_Exercise brief_
From the listing below, extract every line that contains the string "modern", and output those lines unchanged and in their original order.

## Start Material

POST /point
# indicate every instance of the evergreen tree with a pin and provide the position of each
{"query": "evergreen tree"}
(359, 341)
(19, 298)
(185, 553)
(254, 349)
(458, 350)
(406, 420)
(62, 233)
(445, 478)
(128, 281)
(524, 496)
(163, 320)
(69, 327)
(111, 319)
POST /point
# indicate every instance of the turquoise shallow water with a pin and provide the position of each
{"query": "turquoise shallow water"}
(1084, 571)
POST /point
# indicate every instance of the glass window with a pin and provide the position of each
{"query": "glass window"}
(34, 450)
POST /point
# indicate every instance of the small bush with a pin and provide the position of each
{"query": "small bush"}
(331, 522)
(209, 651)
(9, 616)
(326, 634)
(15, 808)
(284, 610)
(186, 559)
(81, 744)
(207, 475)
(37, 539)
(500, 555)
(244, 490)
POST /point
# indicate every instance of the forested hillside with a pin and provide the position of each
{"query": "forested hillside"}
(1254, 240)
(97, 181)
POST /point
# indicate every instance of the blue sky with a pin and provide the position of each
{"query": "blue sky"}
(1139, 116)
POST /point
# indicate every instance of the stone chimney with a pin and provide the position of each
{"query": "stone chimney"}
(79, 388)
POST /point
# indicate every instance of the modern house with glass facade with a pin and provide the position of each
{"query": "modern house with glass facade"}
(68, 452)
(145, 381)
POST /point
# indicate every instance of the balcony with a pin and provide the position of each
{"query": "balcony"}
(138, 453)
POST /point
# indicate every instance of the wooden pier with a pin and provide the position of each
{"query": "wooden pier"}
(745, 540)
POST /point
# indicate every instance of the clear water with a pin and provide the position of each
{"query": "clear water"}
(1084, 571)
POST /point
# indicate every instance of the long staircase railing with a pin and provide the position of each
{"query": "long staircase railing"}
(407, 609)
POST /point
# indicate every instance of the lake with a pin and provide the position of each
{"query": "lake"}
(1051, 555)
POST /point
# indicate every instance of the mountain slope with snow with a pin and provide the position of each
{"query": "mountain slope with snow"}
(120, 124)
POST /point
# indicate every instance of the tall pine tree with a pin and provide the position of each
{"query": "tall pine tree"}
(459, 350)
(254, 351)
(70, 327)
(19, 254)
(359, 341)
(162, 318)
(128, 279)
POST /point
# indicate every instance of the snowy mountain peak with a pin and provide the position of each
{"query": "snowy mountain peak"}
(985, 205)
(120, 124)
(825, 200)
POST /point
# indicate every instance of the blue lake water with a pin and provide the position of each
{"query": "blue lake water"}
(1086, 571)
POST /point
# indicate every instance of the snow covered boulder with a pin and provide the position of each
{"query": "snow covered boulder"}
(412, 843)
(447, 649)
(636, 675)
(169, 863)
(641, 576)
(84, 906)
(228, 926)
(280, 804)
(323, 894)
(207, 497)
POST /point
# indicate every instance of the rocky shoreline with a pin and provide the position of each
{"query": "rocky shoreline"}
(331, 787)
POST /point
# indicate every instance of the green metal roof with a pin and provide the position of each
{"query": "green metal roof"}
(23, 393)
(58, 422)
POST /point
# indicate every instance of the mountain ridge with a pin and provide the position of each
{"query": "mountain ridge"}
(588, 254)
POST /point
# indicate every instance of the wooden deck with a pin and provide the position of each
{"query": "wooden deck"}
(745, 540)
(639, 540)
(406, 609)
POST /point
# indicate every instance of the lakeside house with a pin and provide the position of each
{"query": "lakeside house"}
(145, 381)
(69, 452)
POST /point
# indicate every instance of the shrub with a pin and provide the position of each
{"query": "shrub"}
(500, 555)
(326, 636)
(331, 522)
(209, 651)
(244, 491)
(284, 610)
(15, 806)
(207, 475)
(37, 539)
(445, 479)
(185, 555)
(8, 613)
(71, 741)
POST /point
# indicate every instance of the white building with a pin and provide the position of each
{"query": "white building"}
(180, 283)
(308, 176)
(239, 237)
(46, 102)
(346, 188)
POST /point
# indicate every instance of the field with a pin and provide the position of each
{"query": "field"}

## End Material

_Written response_
# indicate every instance of the modern house with glass facade with a pin and provide the position of each
{"query": "modern house with glass facade"}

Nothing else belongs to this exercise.